BEGIN Input for this task

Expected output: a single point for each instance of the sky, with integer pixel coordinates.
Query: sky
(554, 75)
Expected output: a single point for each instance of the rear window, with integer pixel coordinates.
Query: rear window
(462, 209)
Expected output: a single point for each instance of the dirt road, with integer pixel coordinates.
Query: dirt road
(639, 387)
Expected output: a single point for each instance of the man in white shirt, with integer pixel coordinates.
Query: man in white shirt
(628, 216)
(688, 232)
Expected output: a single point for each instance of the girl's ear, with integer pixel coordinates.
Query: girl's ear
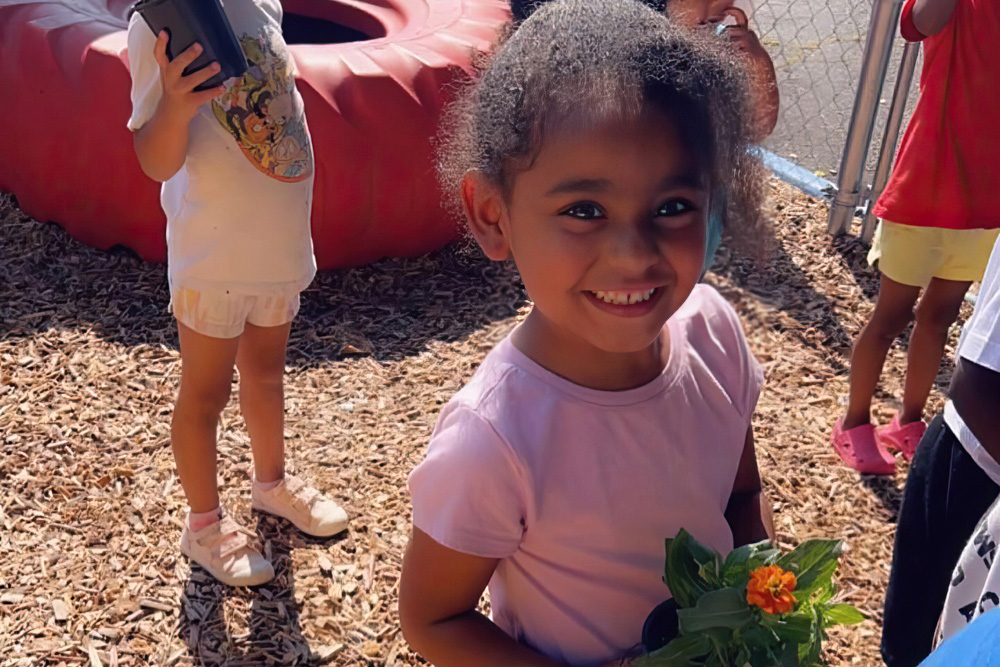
(485, 210)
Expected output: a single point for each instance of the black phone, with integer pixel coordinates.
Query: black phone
(201, 21)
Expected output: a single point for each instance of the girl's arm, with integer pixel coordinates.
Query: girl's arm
(764, 80)
(161, 144)
(439, 591)
(931, 16)
(748, 511)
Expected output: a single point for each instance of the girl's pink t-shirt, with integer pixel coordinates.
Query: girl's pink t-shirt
(575, 489)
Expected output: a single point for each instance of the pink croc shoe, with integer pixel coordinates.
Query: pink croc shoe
(901, 437)
(860, 450)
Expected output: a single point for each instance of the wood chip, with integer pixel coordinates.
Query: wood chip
(60, 610)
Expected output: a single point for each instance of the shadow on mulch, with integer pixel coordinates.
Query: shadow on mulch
(389, 310)
(778, 282)
(884, 488)
(274, 633)
(854, 251)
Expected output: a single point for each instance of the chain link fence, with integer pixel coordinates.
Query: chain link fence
(817, 48)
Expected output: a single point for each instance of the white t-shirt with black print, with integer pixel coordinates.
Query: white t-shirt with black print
(980, 344)
(975, 583)
(238, 210)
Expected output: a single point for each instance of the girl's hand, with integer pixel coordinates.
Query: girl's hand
(764, 82)
(179, 97)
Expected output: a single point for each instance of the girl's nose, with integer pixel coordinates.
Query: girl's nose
(635, 247)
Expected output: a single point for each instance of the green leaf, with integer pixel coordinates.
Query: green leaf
(739, 563)
(680, 652)
(724, 608)
(813, 562)
(810, 651)
(795, 627)
(790, 656)
(682, 572)
(841, 614)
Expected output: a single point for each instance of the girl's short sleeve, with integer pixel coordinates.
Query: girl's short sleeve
(469, 493)
(722, 344)
(907, 28)
(147, 89)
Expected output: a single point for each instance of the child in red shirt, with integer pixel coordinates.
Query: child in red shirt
(939, 221)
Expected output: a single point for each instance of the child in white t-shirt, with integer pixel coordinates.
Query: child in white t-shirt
(237, 167)
(953, 480)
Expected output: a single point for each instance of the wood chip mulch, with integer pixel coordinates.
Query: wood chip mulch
(91, 509)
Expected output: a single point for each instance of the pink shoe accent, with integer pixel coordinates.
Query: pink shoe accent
(859, 449)
(901, 437)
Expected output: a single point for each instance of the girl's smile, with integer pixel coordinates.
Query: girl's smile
(625, 303)
(607, 228)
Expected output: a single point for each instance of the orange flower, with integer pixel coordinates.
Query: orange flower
(770, 588)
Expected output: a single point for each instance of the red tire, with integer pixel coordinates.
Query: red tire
(372, 108)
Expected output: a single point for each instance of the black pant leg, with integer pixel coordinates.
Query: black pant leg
(946, 495)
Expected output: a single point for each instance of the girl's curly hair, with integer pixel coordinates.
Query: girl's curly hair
(581, 62)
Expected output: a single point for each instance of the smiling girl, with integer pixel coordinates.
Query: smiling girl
(589, 150)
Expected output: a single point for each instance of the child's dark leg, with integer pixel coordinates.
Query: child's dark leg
(261, 360)
(946, 494)
(893, 311)
(937, 311)
(206, 378)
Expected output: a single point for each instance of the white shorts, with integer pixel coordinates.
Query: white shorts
(224, 314)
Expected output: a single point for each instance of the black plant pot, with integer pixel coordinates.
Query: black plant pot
(660, 626)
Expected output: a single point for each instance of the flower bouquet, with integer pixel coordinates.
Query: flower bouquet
(755, 608)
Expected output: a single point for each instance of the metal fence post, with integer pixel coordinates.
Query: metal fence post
(874, 66)
(907, 66)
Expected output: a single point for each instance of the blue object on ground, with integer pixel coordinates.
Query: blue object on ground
(797, 176)
(978, 645)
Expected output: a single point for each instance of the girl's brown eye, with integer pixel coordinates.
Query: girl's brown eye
(584, 211)
(675, 207)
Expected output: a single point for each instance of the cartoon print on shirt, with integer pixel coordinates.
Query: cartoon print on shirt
(263, 113)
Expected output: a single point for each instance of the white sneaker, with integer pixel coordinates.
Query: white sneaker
(308, 509)
(224, 550)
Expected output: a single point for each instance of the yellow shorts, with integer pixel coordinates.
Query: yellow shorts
(220, 314)
(914, 255)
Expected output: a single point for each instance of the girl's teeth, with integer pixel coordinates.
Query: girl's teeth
(624, 298)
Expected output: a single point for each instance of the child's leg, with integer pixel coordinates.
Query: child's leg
(937, 311)
(206, 378)
(261, 360)
(945, 496)
(893, 311)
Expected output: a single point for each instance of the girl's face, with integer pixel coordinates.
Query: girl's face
(607, 229)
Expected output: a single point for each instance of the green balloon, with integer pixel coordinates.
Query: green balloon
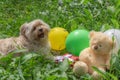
(77, 41)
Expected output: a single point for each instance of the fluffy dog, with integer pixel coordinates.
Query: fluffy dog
(33, 37)
(98, 55)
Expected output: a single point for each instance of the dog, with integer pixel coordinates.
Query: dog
(33, 38)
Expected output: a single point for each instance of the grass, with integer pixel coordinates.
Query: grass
(98, 15)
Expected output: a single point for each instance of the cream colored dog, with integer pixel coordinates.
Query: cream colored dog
(33, 37)
(97, 55)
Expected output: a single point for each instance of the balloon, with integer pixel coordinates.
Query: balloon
(116, 34)
(77, 41)
(57, 37)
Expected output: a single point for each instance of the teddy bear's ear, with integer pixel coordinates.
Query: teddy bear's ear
(91, 33)
(23, 29)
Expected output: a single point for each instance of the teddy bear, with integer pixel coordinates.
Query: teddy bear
(98, 54)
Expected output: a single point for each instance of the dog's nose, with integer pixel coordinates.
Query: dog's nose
(95, 47)
(40, 29)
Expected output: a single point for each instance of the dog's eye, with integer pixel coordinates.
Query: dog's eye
(100, 45)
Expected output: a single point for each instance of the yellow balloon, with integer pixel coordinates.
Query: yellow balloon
(57, 37)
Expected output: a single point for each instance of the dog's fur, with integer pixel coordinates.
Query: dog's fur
(33, 37)
(98, 55)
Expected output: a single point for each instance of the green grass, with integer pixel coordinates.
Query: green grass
(70, 14)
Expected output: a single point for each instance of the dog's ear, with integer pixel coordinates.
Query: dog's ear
(91, 33)
(23, 29)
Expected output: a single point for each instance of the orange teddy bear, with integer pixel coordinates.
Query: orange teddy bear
(97, 55)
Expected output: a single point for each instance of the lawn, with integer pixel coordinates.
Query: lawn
(98, 15)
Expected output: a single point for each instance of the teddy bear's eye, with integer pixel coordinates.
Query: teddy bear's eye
(100, 45)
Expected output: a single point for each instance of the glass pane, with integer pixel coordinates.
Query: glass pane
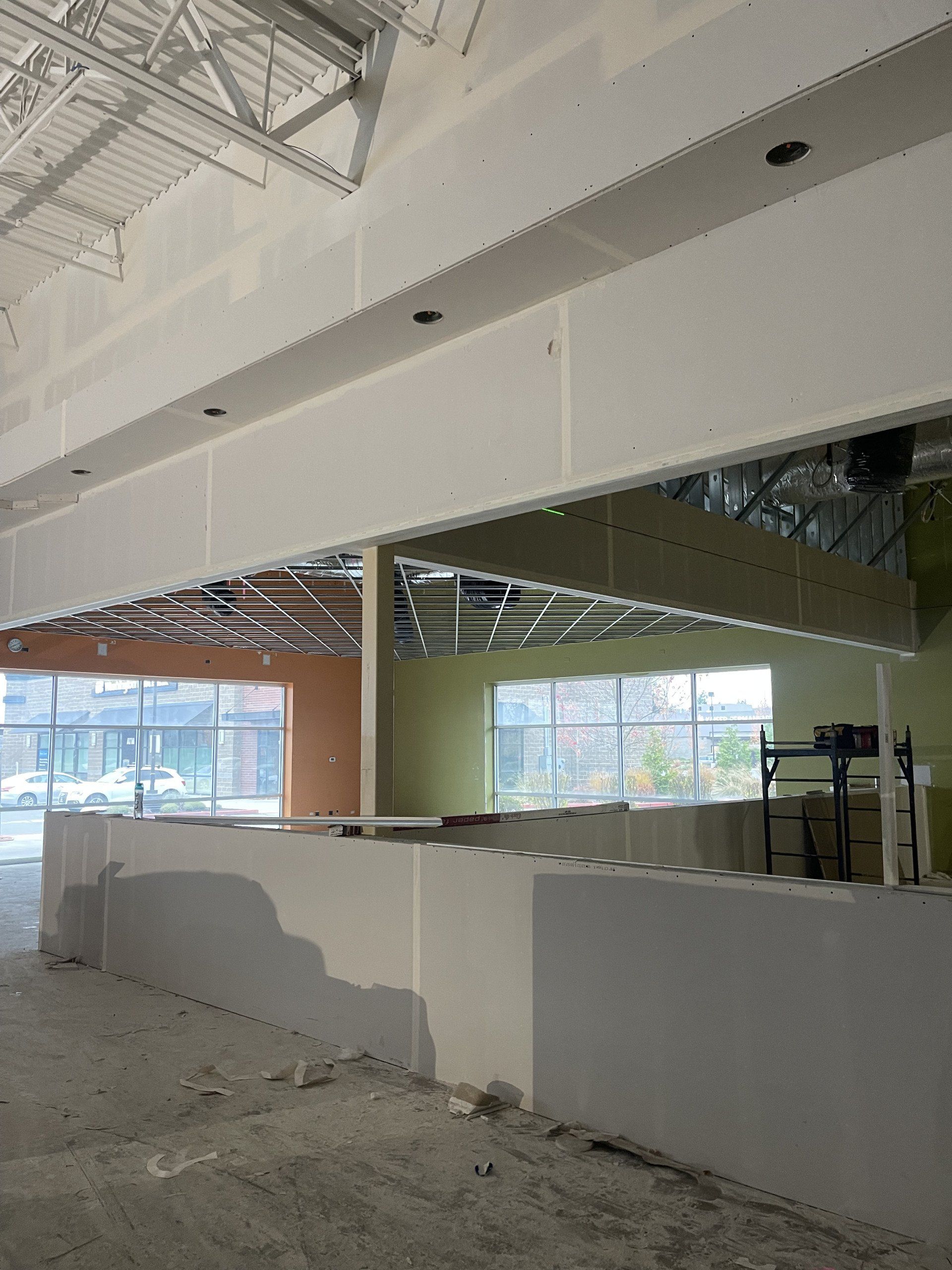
(96, 702)
(659, 762)
(525, 760)
(515, 803)
(26, 699)
(178, 704)
(24, 767)
(588, 760)
(524, 702)
(729, 760)
(587, 701)
(572, 801)
(249, 765)
(97, 765)
(22, 836)
(656, 699)
(177, 765)
(248, 807)
(252, 705)
(734, 694)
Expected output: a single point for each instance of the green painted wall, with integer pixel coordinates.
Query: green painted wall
(442, 704)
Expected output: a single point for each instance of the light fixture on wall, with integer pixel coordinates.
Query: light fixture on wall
(787, 153)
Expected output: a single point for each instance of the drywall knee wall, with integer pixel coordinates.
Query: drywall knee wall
(792, 1035)
(696, 836)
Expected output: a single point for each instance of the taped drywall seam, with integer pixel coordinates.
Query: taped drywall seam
(565, 388)
(416, 1017)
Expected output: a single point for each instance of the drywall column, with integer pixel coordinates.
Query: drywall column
(888, 776)
(377, 684)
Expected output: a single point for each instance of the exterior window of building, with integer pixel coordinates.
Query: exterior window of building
(196, 746)
(652, 740)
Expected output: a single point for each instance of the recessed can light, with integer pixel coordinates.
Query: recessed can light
(787, 153)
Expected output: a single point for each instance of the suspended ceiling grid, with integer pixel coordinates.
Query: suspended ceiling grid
(315, 607)
(98, 148)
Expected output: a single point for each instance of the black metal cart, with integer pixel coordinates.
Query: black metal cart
(839, 760)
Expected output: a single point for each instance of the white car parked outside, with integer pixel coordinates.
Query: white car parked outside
(30, 789)
(119, 786)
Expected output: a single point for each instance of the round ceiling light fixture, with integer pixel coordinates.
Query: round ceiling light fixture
(787, 153)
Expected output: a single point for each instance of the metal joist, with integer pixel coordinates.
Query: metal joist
(176, 98)
(131, 96)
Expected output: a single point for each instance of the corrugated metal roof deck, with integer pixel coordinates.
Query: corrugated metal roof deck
(107, 153)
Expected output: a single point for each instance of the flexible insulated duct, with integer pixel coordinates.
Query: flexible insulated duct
(813, 479)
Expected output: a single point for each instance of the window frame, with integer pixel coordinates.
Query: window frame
(694, 726)
(56, 732)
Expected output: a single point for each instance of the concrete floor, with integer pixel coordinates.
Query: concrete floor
(327, 1176)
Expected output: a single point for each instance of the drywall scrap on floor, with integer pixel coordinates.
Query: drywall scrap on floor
(794, 1035)
(371, 1170)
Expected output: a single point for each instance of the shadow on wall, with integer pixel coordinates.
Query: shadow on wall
(216, 938)
(742, 1029)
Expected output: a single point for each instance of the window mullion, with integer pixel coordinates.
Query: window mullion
(619, 733)
(695, 738)
(215, 751)
(554, 752)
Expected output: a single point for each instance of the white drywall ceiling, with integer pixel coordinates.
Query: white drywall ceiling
(852, 121)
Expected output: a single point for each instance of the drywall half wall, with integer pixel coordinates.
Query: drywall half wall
(323, 705)
(445, 710)
(731, 1021)
(726, 836)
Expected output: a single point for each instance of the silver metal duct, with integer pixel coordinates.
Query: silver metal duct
(813, 479)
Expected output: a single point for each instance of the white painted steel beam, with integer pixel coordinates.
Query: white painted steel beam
(215, 65)
(184, 103)
(37, 119)
(377, 684)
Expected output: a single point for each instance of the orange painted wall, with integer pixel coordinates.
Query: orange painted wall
(323, 701)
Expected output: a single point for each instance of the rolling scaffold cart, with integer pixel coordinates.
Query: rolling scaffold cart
(839, 759)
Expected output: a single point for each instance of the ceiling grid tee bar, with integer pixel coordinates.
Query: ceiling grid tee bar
(315, 607)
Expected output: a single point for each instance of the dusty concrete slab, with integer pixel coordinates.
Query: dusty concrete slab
(324, 1176)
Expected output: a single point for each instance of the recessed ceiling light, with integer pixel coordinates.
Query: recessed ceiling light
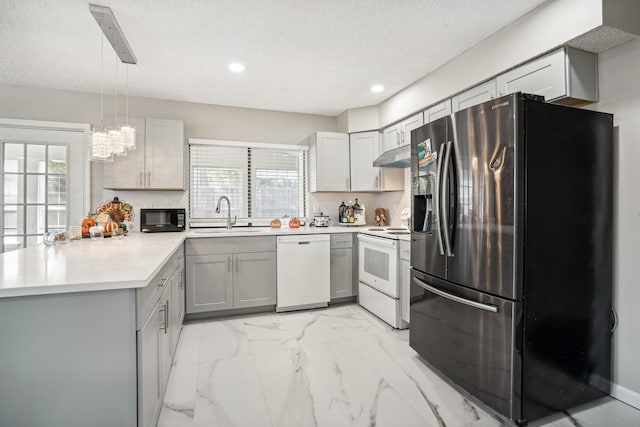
(236, 67)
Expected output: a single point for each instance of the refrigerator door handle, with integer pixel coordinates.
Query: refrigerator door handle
(436, 199)
(455, 298)
(444, 206)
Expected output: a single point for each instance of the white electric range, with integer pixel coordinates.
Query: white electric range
(380, 287)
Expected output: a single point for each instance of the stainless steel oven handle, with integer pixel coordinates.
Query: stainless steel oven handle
(445, 199)
(455, 298)
(436, 199)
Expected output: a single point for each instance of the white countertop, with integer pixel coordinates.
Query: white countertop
(86, 265)
(130, 262)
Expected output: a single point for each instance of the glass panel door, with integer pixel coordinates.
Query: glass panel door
(34, 192)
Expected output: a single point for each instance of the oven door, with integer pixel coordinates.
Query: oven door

END Input for this task

▸ Exercise directions
Print, exactly as written, the lines above from the first one to the one containing "leaf, with integer pixel coordinates.". Leave out pictures.

▸ Response to the task
Expected output: a single point for each instance of the sky, with integer pixel coordinates.
Query: sky
(554, 75)
Expected output: a single point for each instance of the rear window, with integer pixel coordinates.
Query: rear window
(462, 209)
Expected output: a single point for each instance of the dirt road, with integer pixel coordinates.
Query: dirt road
(639, 387)
Expected output: a single point for each instance of the man in white shirt, with integer pixel coordinates.
Query: man in white shirt
(628, 216)
(688, 232)
Expected output: a single point for each instance of the girl's ear, with integer pixel coordinates.
Query: girl's ear
(485, 210)
Expected output: a single point for each instance of the black phone, with integer pixel coordinates.
Query: black phone
(201, 21)
Expected output: a single point for each instance of the girl's arm, with integer pixel coordinates.
Query: girl's arm
(764, 80)
(161, 144)
(439, 591)
(931, 16)
(748, 511)
Expected output: a single point for each instance of the girl's pink t-shirt, with integer pixel coordinates.
Query: girl's pink t-shirt
(575, 489)
Expected output: a single point for each instance of the pink croc shoe, with integer pixel coordinates.
Query: pink croc shoe
(901, 437)
(860, 450)
Expected output: a single point for each instance of the wood chip, with integer pixel coordinates.
Query: wood chip
(60, 610)
Expected output: a single point for each instance of the shadow on mulch, with integer pixel coordinates.
Query: shadow on mulch
(389, 310)
(778, 282)
(884, 488)
(274, 633)
(854, 251)
Expected output: a single point for each instance of the chain link fence, with integer pixel coordinates.
Query: chain link fence
(817, 48)
Expected output: a single point for each instance of the white t-shirt with black print, with integer pixel coordinates.
Query: white t-shirt with black print
(980, 344)
(975, 583)
(238, 210)
Expected output: a single point for each instance of the girl's hand, with integer pixel coordinates.
Query: girl's hand
(764, 82)
(179, 97)
Expected output: a single point for each instance of the girl's nose, with integer pixel coordinates.
Query: girl's nose
(635, 247)
Expected output: a single point for each instance of the green leaf, with integer pixel coordinates.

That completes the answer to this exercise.